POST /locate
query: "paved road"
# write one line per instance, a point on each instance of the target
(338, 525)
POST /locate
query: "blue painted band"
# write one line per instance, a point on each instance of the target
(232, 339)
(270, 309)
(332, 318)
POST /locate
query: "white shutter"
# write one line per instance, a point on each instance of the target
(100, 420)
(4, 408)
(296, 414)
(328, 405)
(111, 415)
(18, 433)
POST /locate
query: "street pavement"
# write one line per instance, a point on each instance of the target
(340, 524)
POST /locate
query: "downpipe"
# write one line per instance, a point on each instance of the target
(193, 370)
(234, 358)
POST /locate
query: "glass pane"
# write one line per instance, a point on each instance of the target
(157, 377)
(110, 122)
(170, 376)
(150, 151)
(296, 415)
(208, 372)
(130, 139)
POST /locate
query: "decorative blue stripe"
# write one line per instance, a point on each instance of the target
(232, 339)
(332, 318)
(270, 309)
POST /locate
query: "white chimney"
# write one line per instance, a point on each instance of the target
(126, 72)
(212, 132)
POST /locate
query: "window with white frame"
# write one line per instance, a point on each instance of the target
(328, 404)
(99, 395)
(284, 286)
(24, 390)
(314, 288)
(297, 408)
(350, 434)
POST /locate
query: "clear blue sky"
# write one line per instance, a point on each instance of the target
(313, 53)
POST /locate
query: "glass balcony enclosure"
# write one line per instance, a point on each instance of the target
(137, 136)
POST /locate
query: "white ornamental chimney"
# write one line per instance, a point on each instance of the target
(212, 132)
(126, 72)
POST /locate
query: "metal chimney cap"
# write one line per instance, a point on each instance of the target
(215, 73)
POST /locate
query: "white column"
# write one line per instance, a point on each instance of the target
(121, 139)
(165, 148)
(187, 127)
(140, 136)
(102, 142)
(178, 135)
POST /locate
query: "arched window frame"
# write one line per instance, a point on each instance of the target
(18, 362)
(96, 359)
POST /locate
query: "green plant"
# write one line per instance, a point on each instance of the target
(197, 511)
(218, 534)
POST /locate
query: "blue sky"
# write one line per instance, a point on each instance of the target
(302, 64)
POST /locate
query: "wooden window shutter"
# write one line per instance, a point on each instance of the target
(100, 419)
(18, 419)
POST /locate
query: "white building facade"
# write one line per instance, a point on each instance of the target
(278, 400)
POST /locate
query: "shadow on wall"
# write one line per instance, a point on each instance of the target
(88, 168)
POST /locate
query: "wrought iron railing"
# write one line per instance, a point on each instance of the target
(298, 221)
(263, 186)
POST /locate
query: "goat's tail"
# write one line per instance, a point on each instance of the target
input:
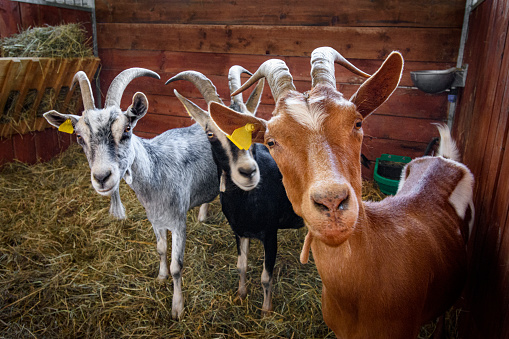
(448, 148)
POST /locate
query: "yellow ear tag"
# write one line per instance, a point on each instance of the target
(241, 137)
(66, 127)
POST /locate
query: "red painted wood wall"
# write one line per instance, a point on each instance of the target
(482, 127)
(210, 36)
(15, 16)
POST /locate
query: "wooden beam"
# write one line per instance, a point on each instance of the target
(416, 44)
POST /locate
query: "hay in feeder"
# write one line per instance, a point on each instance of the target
(63, 41)
(68, 269)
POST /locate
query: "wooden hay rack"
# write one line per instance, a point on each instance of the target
(31, 86)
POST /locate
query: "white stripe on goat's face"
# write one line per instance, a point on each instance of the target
(239, 164)
(105, 138)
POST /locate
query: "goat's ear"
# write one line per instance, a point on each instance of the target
(229, 120)
(379, 87)
(254, 99)
(138, 108)
(201, 116)
(56, 119)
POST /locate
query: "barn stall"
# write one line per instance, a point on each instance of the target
(168, 37)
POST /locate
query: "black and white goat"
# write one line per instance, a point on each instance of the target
(252, 194)
(170, 173)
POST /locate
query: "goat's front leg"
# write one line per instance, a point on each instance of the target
(202, 214)
(270, 247)
(162, 250)
(178, 242)
(242, 252)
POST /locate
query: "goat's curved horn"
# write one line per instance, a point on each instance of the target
(234, 82)
(121, 81)
(322, 66)
(202, 83)
(278, 76)
(86, 89)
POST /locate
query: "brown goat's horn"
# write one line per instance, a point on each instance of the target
(121, 81)
(322, 66)
(202, 83)
(277, 74)
(234, 82)
(86, 89)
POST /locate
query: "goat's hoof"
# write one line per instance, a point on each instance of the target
(175, 315)
(266, 313)
(161, 279)
(242, 293)
(177, 312)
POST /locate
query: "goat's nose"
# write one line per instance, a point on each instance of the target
(102, 177)
(247, 172)
(331, 200)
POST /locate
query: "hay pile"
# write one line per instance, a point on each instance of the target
(63, 41)
(68, 269)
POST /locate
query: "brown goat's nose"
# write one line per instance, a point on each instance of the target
(331, 200)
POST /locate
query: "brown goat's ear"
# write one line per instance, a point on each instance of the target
(379, 87)
(229, 120)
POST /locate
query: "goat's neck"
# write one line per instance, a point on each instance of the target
(141, 163)
(346, 256)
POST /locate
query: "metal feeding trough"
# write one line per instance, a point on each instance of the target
(388, 172)
(436, 81)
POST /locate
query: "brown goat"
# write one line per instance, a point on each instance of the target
(386, 267)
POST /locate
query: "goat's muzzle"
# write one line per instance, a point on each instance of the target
(331, 212)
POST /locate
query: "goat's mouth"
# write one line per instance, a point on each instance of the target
(105, 191)
(245, 183)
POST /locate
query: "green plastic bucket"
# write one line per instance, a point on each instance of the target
(388, 172)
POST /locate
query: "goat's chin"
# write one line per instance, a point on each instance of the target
(105, 191)
(246, 184)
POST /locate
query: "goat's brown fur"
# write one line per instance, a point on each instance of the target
(386, 267)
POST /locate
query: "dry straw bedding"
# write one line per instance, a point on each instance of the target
(68, 269)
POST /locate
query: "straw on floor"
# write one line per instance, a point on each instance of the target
(68, 269)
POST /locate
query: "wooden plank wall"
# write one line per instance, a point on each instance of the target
(15, 16)
(482, 127)
(210, 36)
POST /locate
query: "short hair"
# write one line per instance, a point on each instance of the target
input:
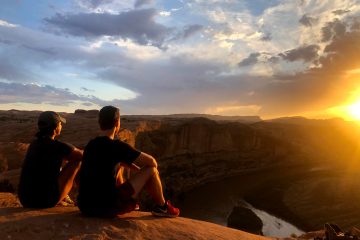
(108, 116)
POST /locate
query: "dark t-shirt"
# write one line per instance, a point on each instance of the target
(38, 187)
(102, 155)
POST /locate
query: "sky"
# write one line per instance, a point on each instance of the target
(269, 58)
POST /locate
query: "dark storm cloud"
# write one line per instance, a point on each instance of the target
(31, 93)
(252, 59)
(140, 3)
(332, 30)
(307, 21)
(138, 25)
(317, 88)
(305, 53)
(36, 94)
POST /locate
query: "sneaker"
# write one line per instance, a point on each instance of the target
(137, 207)
(67, 201)
(167, 211)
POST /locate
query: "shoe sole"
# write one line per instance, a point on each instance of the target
(163, 215)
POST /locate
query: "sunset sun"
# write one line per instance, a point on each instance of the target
(354, 110)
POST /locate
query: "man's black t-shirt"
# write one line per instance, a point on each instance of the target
(38, 187)
(97, 190)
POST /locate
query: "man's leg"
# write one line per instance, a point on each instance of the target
(66, 178)
(148, 176)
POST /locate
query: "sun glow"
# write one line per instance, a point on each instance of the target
(354, 111)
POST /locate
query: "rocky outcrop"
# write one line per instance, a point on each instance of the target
(200, 150)
(68, 223)
(244, 219)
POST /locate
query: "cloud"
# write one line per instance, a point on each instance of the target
(140, 3)
(304, 53)
(33, 93)
(340, 11)
(316, 88)
(250, 60)
(188, 31)
(138, 25)
(333, 29)
(93, 3)
(307, 21)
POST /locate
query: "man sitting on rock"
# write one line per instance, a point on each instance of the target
(102, 191)
(43, 181)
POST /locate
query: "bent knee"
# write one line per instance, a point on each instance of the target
(153, 170)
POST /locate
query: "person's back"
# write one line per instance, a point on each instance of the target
(42, 182)
(102, 191)
(98, 189)
(40, 171)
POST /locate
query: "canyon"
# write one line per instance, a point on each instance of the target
(302, 170)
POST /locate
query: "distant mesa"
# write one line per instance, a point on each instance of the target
(90, 112)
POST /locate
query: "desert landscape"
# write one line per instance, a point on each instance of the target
(302, 171)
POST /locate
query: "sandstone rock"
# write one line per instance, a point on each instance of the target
(68, 223)
(244, 219)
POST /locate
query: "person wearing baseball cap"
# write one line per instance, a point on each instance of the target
(43, 181)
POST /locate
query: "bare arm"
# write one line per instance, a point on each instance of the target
(145, 160)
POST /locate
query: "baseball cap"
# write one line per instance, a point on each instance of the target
(49, 119)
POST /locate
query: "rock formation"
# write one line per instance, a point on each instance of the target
(68, 223)
(244, 219)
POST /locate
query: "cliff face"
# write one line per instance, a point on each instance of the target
(68, 223)
(200, 150)
(193, 151)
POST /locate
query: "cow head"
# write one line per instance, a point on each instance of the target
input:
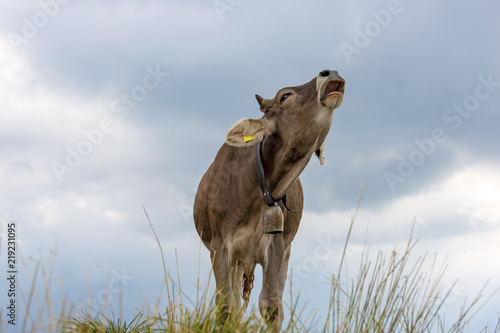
(300, 116)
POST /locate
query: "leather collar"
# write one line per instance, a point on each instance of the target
(268, 198)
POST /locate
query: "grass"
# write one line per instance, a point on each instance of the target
(394, 293)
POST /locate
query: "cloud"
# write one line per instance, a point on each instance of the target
(73, 74)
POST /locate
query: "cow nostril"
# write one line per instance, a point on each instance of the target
(324, 73)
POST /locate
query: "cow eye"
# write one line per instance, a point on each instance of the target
(285, 96)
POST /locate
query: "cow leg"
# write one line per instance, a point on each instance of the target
(283, 275)
(221, 272)
(228, 279)
(270, 302)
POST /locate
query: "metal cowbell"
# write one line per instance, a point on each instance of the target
(273, 220)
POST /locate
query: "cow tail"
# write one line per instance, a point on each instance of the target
(247, 289)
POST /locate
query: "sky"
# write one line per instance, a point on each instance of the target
(111, 107)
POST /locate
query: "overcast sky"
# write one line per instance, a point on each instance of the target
(106, 107)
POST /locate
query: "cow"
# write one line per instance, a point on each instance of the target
(230, 203)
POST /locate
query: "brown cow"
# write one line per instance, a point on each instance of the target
(229, 205)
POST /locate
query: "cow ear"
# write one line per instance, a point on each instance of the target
(262, 103)
(319, 153)
(247, 132)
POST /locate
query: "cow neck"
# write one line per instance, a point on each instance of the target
(268, 197)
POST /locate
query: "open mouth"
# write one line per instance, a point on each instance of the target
(333, 88)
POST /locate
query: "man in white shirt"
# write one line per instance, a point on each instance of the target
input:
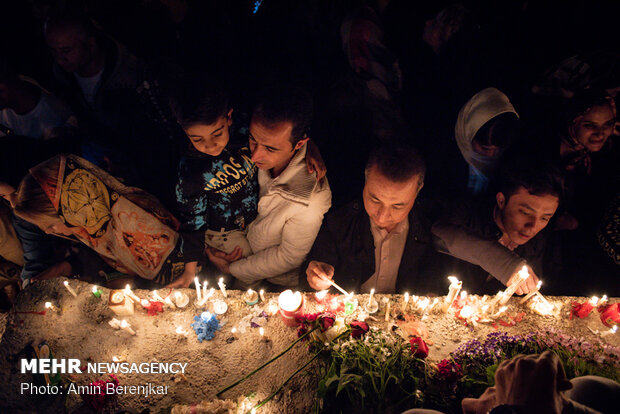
(292, 201)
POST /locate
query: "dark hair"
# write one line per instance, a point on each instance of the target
(286, 103)
(537, 176)
(500, 131)
(582, 102)
(398, 162)
(198, 101)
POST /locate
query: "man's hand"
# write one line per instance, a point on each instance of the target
(186, 278)
(314, 161)
(319, 274)
(534, 382)
(526, 287)
(222, 264)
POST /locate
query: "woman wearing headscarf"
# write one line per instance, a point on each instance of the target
(128, 228)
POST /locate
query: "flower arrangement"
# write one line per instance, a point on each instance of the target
(205, 326)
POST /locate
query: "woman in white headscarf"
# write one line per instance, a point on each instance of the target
(485, 126)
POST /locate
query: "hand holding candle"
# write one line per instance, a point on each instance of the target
(222, 286)
(70, 289)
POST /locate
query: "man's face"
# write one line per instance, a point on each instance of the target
(523, 215)
(210, 139)
(388, 202)
(271, 145)
(593, 128)
(69, 49)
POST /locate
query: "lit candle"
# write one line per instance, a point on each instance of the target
(250, 297)
(70, 289)
(132, 295)
(320, 296)
(222, 286)
(532, 293)
(291, 306)
(612, 331)
(500, 312)
(198, 296)
(125, 326)
(96, 292)
(181, 299)
(181, 331)
(220, 307)
(466, 312)
(454, 288)
(510, 290)
(50, 306)
(372, 292)
(169, 303)
(120, 304)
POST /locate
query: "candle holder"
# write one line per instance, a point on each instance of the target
(120, 304)
(250, 297)
(291, 306)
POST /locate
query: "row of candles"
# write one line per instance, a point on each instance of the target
(473, 309)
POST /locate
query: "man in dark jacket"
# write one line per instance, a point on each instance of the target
(384, 244)
(506, 233)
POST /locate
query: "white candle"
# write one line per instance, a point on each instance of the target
(70, 289)
(220, 307)
(372, 292)
(132, 295)
(510, 290)
(532, 293)
(198, 296)
(222, 286)
(125, 326)
(50, 306)
(612, 331)
(181, 299)
(454, 288)
(500, 312)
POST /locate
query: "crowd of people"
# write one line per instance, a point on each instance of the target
(341, 151)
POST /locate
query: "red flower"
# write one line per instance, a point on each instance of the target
(581, 310)
(326, 320)
(358, 329)
(610, 314)
(449, 371)
(419, 349)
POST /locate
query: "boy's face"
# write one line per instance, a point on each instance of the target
(210, 139)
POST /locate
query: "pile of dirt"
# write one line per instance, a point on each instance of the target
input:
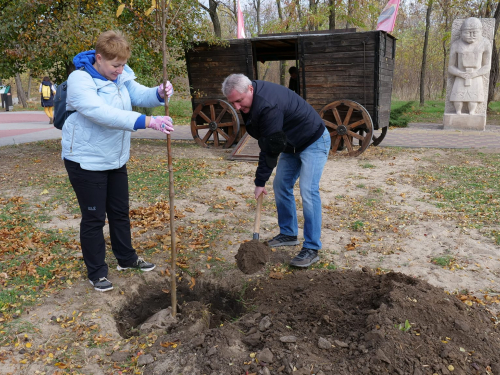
(313, 322)
(252, 256)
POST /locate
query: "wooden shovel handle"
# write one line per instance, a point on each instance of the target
(256, 226)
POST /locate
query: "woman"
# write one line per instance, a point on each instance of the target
(96, 148)
(47, 92)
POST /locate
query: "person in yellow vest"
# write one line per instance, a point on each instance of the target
(47, 92)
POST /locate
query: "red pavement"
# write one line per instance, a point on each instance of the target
(9, 118)
(14, 132)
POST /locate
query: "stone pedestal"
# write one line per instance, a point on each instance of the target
(464, 122)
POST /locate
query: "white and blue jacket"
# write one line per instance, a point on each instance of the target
(97, 135)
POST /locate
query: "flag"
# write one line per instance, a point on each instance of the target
(387, 18)
(241, 23)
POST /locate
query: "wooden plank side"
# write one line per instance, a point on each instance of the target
(208, 66)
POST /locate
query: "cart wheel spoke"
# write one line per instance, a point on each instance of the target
(224, 135)
(226, 125)
(337, 116)
(355, 135)
(216, 139)
(348, 116)
(223, 112)
(223, 125)
(355, 124)
(205, 138)
(212, 112)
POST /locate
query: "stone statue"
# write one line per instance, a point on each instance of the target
(469, 69)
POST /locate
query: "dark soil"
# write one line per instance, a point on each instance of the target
(323, 322)
(252, 256)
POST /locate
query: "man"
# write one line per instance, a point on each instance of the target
(470, 60)
(286, 126)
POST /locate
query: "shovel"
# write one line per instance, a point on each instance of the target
(256, 225)
(253, 255)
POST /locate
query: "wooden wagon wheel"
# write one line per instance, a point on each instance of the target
(220, 120)
(380, 138)
(346, 120)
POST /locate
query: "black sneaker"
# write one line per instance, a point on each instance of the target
(305, 258)
(283, 240)
(139, 264)
(102, 284)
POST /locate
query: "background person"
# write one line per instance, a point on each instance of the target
(96, 148)
(47, 92)
(286, 126)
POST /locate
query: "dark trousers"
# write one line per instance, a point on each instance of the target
(100, 193)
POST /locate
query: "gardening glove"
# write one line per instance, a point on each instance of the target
(161, 123)
(170, 90)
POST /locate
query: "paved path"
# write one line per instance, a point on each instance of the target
(22, 127)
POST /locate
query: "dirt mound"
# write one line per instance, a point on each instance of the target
(252, 256)
(313, 322)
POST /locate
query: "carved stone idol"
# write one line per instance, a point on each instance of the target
(469, 73)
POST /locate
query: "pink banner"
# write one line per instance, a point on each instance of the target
(387, 18)
(241, 23)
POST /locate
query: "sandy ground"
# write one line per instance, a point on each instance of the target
(375, 214)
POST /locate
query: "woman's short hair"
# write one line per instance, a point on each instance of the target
(238, 82)
(113, 44)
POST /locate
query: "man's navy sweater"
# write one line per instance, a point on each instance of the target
(275, 108)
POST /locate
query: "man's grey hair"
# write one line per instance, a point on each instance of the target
(238, 82)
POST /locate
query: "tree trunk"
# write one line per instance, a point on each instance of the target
(282, 72)
(445, 70)
(20, 91)
(494, 72)
(331, 16)
(424, 54)
(313, 24)
(212, 5)
(349, 13)
(256, 5)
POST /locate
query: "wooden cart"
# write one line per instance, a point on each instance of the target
(345, 75)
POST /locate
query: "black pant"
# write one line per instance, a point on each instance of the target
(100, 193)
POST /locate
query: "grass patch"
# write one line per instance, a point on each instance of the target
(357, 225)
(180, 110)
(469, 187)
(443, 261)
(398, 116)
(30, 267)
(403, 112)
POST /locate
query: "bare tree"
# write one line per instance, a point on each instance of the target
(20, 91)
(256, 5)
(313, 10)
(350, 11)
(494, 72)
(424, 53)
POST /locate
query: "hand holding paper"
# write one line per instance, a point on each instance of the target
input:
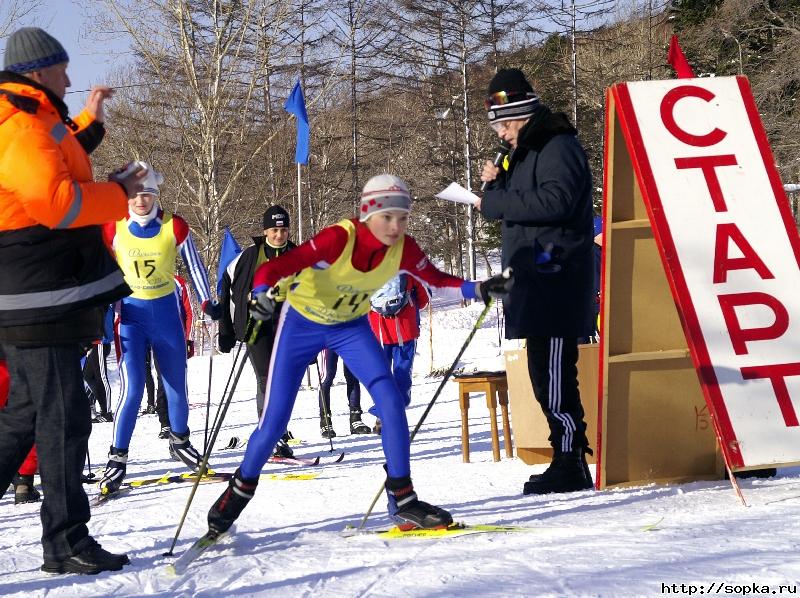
(456, 193)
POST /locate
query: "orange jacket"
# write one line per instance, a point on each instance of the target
(55, 271)
(45, 174)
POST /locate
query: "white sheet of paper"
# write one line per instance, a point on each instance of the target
(457, 193)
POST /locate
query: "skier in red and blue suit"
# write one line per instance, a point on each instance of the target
(146, 244)
(326, 307)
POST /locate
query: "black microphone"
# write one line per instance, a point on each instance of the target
(502, 152)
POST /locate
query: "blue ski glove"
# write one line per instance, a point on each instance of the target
(212, 309)
(262, 303)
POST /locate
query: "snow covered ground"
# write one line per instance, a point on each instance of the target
(644, 541)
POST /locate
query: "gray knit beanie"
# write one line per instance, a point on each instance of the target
(30, 49)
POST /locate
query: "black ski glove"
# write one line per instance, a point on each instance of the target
(226, 342)
(262, 304)
(498, 286)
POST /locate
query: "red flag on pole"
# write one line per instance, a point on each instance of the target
(678, 61)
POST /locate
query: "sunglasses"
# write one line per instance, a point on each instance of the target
(506, 97)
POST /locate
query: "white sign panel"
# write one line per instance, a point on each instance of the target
(728, 239)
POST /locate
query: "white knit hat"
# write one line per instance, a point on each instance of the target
(382, 193)
(152, 180)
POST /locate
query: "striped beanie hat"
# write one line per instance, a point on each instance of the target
(152, 180)
(31, 49)
(510, 96)
(384, 192)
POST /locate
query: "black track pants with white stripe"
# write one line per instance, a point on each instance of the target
(552, 365)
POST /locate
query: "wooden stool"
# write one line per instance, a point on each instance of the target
(495, 387)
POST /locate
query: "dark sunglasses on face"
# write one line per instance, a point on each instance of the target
(506, 97)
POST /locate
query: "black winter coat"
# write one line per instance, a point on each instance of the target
(238, 289)
(545, 203)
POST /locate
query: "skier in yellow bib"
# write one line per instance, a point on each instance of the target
(339, 270)
(146, 244)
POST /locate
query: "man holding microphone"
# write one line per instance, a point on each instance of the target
(542, 195)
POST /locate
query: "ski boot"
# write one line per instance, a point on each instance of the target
(231, 503)
(356, 425)
(102, 418)
(567, 473)
(409, 512)
(24, 492)
(326, 427)
(91, 560)
(181, 449)
(282, 449)
(115, 470)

● ● ● ●

#### What is being asked:
Show every line from the entries that includes the word "holding".

#### Exercise answer:
query: "hand holding candle"
query: "hand holding paper"
query: "man holding microphone"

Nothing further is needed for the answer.